Return the entries in their entirety, precisely as given.

[[ SOURCE DATA open ]]

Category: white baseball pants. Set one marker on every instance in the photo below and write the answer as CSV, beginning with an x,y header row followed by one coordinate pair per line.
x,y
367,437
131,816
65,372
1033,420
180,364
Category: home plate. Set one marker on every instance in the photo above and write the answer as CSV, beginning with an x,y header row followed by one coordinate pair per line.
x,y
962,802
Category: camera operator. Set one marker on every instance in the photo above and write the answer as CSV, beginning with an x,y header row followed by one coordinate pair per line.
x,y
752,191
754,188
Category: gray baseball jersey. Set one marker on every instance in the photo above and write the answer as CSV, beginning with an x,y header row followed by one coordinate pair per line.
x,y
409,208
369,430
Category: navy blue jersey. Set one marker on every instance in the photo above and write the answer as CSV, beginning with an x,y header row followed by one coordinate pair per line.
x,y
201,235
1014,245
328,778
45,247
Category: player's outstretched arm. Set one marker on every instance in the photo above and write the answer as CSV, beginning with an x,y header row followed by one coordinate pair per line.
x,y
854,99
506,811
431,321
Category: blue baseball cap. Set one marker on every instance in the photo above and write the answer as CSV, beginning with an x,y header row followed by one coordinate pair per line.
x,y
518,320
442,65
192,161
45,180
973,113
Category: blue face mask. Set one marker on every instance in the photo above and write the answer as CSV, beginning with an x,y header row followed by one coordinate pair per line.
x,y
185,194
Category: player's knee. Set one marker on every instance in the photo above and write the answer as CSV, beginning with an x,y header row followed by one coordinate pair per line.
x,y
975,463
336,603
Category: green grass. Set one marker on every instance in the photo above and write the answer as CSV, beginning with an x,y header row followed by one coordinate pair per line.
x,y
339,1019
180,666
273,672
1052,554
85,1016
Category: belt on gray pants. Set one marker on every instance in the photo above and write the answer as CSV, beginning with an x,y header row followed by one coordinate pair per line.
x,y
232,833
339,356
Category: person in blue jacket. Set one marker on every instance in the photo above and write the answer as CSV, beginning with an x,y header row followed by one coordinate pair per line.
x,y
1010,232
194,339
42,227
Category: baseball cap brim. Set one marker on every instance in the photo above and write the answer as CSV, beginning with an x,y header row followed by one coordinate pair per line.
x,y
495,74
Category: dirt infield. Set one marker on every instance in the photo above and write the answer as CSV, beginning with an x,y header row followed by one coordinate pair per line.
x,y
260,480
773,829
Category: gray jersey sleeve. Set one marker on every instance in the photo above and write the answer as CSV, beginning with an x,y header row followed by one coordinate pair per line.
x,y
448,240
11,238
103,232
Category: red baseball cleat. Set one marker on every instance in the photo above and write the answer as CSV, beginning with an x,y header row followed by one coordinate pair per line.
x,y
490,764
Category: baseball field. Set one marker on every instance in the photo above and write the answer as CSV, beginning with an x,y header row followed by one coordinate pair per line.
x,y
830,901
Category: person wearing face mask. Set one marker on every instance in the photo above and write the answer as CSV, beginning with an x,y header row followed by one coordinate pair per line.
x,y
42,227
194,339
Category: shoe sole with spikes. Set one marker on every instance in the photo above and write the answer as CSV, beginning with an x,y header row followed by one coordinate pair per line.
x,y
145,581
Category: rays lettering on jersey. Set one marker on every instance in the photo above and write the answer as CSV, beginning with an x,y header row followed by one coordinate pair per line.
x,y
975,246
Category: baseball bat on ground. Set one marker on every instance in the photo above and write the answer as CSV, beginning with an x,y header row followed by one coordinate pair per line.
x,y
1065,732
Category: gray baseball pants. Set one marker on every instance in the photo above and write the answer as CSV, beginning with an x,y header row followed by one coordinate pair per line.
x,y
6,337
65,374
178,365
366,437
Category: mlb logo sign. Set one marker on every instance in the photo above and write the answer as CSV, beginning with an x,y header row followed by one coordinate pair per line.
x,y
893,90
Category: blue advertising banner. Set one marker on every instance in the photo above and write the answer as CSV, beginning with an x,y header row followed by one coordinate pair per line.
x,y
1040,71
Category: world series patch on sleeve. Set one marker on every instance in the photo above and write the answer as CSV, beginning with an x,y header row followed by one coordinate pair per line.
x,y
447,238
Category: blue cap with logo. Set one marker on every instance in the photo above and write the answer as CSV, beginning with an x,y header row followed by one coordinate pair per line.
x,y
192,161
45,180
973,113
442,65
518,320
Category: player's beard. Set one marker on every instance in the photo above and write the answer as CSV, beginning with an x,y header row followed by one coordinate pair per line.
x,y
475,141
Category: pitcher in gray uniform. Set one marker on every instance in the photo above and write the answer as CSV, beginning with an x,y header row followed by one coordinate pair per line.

[[ SOURCE DATA closed ]]

* SOLVED EXERCISE
Category: white baseball pants. Set one marker on every instance in the photo below and write the answer as CSV, beginning with an x,y header row followed by one coordinate pair per line.
x,y
367,437
131,816
65,372
1033,420
180,364
Category: home plate. Set one marker on every instance in the photo above and write the answer as CSV, beginning with an x,y header row followed by one coordinate pair per line.
x,y
962,802
Category: camera operator. Set one marker on every instance in the photo above and write the answer as CSV, beginning with an x,y header row followed by one coordinate pair per line.
x,y
752,191
754,188
Category: gray baseball jersey. Set one marker on every instance in the photo above and write the answer as CSV, beginning with an x,y header row followed by one coordinate pair per line.
x,y
409,208
369,430
Category: navy blue jersey. Set one marker on every instance in the photo above and write the answer as CSV, beginning with an x,y header row followed by one coordinate pair per line.
x,y
201,235
1014,245
328,778
45,247
Category: player's outstretched arm. Set one marker on every instance in the photo above and write the answer as CSV, beginning with an x,y header row followed by one coordinate pair per line.
x,y
854,99
506,811
431,321
Category: blue baseball cap. Set one marker on every instance in the photo above and write the answer as CSV, beginning with an x,y header row followed by one coordinate pair per line.
x,y
518,320
442,65
192,161
45,180
973,113
Category: blue face mask. Set one marker on every instance in the photo above and write the answer as CSV, beginning with an x,y header row followed by one coordinate pair per line.
x,y
185,194
Category: player's knee. Set one marker on every instance in the photo above and write the answer as CSV, beginning with an x,y header row followed by one coordinate pair per line.
x,y
975,463
336,603
Category: green grass. Set one marker on every instance in the photo above and write the answer as CSV, beginning with an x,y header row followed by one coordinate pair per line.
x,y
339,1019
180,666
273,672
1052,554
85,1016
Category: belt on gray pants. Set one marker on every instance in the photo above and write the answer as CSV, beginning with an x,y header row followed by one coordinate pair per line.
x,y
232,833
339,356
Category: person in blue jacket. Set one marker on every instance in the photo above and write the answer as CSV, beginning with an x,y header row followed by one coordinate pair per line.
x,y
1010,232
194,339
42,227
Category: baseball cap brim. Set one marker on every instance in the photo above and write the answer as CSV, beginning with an x,y header row followed by one coordinate pair per line.
x,y
495,74
Category: dirt infield. Set one marker on every instance in the photo above and write the answer as CSV, beginning with an x,y header row followed by one coordinate pair per line.
x,y
260,480
773,829
Category: gray jersey sleeve. Set one marker on every instance in the photo above and write the answer as CSV, beginning with an x,y header row followed by one coordinate pair per line.
x,y
448,240
11,238
103,232
Category: red baseball cleat. Set one marker on every instance in the photo above and write the answer as CSV, beginning with an x,y header row followed by one coordinate pair per line.
x,y
490,764
Category: baseball field. Set one marker on every instance in the photo above and write the answer as CSV, beginning with an x,y header row followed by one coordinate pair per line.
x,y
830,901
Category: person wearing face mask. Set one marker on every instance in the photo above and write the answer as CSV, beginning with an x,y header row followed by one coordinate pair per line.
x,y
42,227
194,339
Category: shoe sole with spikes. Set one marker on every instance in the photo above and write the answer as CSV, beginning with an x,y header row followed by one coordinate pair per line.
x,y
145,581
Category: rays lettering on jersey. Set one marker on every instance in the photo above and write the answer as CSV, beginning with an x,y header row followed by one coordinate pair per line.
x,y
975,246
Category: baseball bat on ground. Set one marker on every instance in the photo above and write the answer as CSV, beginning with an x,y header row followed by one coordinate pair per line.
x,y
1065,732
Category: gray baseball pants. Set one marker on every instance in the photo above and write the answer as CSV, beginning with an x,y header row followed by one coordinate pair per line.
x,y
6,337
65,374
178,365
366,437
Category: mlb logo sign. Set one marker on every instance in the photo above and write the answer as CSV, beginning with an x,y header row followed by one coordinate pair per line.
x,y
893,90
Category: blue advertising banner. Set one marker on every instance in the photo above and write the answer as CSV, beginning with an x,y header row followed by one coordinate pair per line.
x,y
1040,71
Category: world series patch on sleeve. Set one marker on every instance in the photo above and write the answer as CSV, beginning with an x,y header row followed by one coordinate pair per line.
x,y
447,238
Category: blue cap with logo. Set one marker on every instance in the photo above and write the answer as CSV, beginning with an x,y header row followed by one coordinate pair per line.
x,y
192,161
45,180
973,113
442,65
518,320
Category: player's beard. Set one marker on every instance in the photo above and write the answer as CSV, beginning with an x,y header row followed by one coordinate pair per line.
x,y
475,141
Category: pitcher in gray uniform. Set one marker on every instance in the photo above and write the answer as CSV, beginning with an x,y header row followed by one coordinate pair per line.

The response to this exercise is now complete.